Under this line are the records; repeat exactly the lines starting at the one containing "of the door" and ending at the one containing "Query: rear bumper", omitting pictures.

◆ Provided data ◆
----------------

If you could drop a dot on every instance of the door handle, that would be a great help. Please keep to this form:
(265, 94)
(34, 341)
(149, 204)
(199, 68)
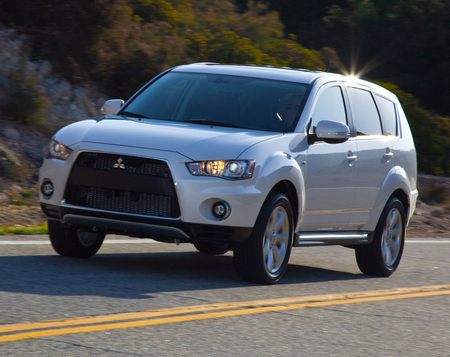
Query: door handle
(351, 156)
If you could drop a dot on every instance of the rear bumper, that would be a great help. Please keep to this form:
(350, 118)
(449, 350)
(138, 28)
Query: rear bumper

----------------

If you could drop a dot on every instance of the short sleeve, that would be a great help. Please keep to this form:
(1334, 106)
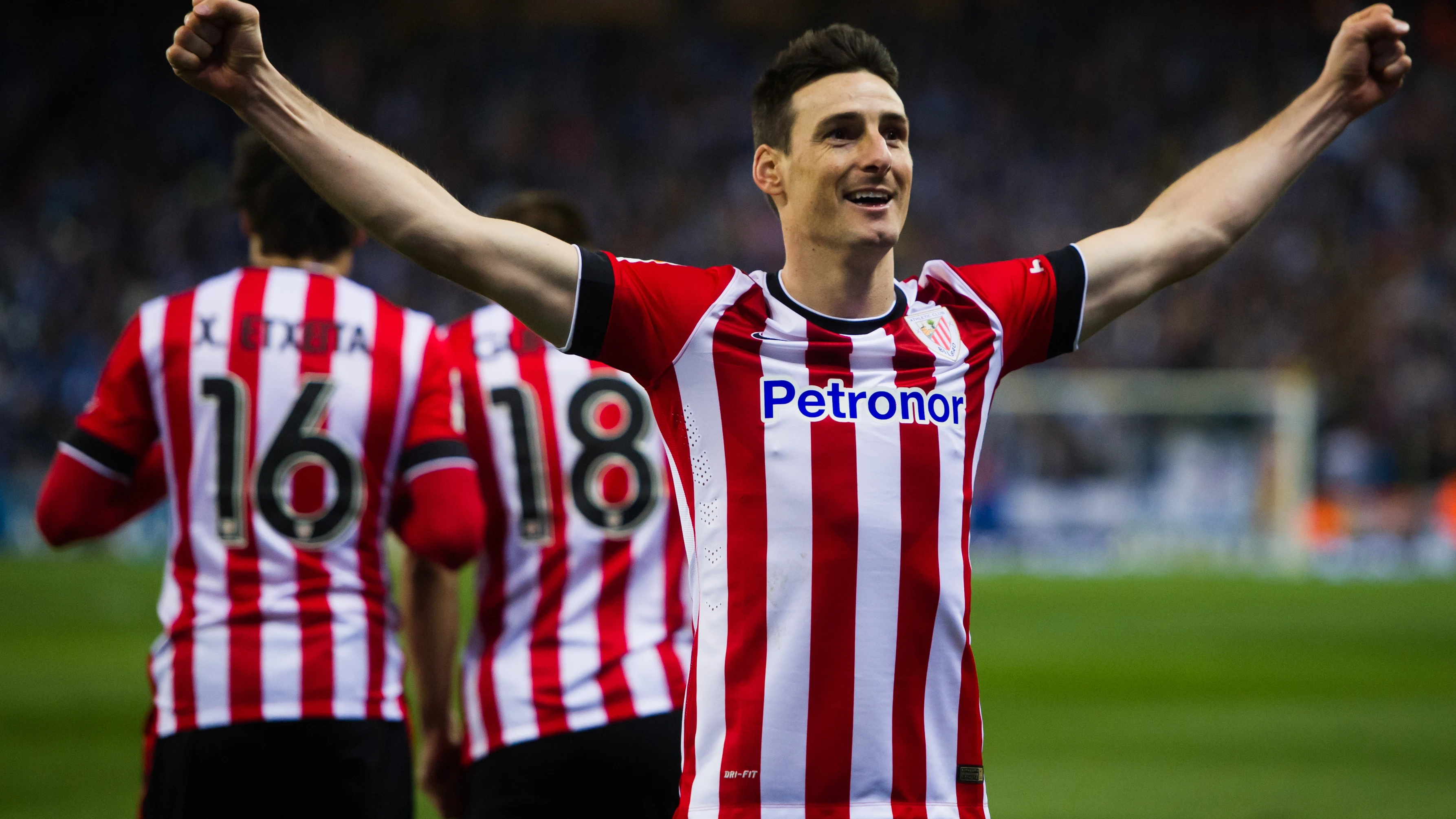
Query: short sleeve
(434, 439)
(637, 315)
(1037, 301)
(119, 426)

----------------

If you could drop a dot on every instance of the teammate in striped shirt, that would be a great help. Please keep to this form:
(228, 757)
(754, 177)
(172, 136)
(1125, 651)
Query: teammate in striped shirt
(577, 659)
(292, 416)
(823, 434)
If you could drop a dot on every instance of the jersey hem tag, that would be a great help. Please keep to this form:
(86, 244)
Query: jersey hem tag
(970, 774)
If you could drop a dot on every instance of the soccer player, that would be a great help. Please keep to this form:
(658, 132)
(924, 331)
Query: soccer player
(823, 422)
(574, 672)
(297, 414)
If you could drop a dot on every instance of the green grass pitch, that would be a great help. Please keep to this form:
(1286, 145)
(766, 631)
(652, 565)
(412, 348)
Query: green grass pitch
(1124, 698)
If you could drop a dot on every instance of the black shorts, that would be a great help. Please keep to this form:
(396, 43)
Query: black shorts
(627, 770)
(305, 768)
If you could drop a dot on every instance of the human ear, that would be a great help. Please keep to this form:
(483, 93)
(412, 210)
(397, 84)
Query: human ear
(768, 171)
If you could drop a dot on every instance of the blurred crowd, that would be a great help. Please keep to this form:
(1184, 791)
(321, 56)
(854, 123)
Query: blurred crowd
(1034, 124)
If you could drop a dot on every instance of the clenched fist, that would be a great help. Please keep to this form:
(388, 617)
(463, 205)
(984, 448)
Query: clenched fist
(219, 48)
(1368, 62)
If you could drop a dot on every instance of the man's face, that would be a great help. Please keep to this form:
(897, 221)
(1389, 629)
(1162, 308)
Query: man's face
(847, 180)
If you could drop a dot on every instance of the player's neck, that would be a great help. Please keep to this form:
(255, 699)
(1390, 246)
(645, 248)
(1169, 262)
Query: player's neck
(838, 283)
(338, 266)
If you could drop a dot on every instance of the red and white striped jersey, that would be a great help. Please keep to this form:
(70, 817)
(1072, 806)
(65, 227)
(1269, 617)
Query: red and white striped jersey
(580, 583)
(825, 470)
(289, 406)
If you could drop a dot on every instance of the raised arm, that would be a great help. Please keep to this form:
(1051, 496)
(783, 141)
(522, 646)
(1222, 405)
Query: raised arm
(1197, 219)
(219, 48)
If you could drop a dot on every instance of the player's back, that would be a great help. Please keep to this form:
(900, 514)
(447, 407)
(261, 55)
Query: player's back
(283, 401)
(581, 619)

----------------

◆ Task response ◆
If you could drop a dot on every instance of the door handle, that would be a great help. Please keep to this form:
(265, 94)
(34, 341)
(149, 204)
(199, 68)
Query: door handle
(351, 156)
If you could drop a dot on every instance of the rear bumper, that would be a great help. Please keep to this form:
(350, 118)
(449, 350)
(138, 28)
Query: rear bumper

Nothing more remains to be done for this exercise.